GOAL OF THE EXERCISE: Take the line that contains "In the photo above, where can the cloudy" as the first line and the last line of the records as the end. Please set down everything in that range exactly.

SUPPLIED DATA:
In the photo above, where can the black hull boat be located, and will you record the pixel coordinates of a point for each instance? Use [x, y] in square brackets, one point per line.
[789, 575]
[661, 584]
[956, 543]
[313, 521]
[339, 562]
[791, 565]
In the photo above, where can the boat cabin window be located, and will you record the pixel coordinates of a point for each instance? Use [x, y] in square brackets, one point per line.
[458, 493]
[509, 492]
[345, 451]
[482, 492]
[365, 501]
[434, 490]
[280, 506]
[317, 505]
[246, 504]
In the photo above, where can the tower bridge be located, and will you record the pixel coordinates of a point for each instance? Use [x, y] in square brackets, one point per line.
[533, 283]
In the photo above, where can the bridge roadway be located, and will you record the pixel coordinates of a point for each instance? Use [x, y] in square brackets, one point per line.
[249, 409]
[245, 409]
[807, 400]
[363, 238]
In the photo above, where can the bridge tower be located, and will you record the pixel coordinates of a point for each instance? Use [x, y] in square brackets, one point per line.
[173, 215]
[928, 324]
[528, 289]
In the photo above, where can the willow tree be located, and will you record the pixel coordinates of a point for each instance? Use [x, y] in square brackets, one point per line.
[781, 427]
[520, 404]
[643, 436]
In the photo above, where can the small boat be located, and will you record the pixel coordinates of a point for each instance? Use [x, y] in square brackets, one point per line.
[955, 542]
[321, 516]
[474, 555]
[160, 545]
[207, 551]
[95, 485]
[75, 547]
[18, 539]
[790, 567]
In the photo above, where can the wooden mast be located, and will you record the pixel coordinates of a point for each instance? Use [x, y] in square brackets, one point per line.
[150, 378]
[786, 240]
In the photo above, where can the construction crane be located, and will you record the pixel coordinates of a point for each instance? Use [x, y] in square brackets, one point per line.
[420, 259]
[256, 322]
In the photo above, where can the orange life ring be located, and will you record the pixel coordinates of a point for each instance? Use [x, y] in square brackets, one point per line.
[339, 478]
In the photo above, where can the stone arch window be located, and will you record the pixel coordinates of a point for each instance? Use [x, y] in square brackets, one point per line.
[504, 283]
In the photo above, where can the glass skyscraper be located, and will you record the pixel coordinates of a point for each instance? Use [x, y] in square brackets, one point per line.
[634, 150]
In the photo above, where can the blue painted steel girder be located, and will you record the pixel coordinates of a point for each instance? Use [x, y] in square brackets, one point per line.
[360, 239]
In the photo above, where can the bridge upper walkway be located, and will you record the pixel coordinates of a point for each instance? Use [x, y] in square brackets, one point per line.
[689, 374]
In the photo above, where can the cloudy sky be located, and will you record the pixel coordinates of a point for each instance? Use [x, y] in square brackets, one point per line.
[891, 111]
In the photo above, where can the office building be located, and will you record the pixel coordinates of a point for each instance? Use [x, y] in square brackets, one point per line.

ANSWER TO THIS TASK:
In the photo above, where can the cloudy sky be located, and will you record the pixel coordinates of a point for each instance? Use [x, y] in square brackets, one point per line.
[891, 111]
In the photo above, where can the office building be located, and will you record the pixel coordinates of a point for each instance? Use [x, y] in square brackets, one point per line.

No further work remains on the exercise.